— Provided information —
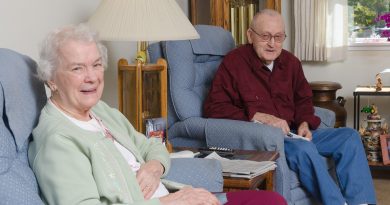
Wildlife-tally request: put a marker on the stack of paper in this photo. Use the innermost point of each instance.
(243, 168)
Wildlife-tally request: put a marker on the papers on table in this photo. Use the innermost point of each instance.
(243, 168)
(183, 154)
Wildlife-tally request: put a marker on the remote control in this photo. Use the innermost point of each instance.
(295, 136)
(221, 151)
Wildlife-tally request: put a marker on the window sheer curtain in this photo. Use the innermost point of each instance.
(321, 30)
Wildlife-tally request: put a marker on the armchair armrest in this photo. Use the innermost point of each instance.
(243, 135)
(204, 173)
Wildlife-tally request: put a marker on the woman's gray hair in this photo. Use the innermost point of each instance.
(49, 56)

— Aim —
Please reproduce the text of every record above word for word, leaving out the pictures.

— Written solution —
Wildlife-tally request: put a marker on the stack of paper in this photo. Use the innermost point of each instance.
(243, 168)
Wildlife-tally request: put a marker on the papers on table in this photo. Use the innermost point of each instance.
(243, 168)
(183, 154)
Wildlife-tally request: put a marker on the remote control in this photo. Use the innermost point of each instance.
(295, 136)
(221, 151)
Wildlife-tally request: put a marker on the window sheer curtain in this photo. Use the innermost point of each instance.
(321, 30)
Wildlife-tally request: put a marker on the armchair armrest in this photo. Use the innermost point of each instance.
(243, 135)
(204, 173)
Wildlife-tally request: put a marker on the woman's gray hair in this photo. Use the innermost point of each instance.
(49, 56)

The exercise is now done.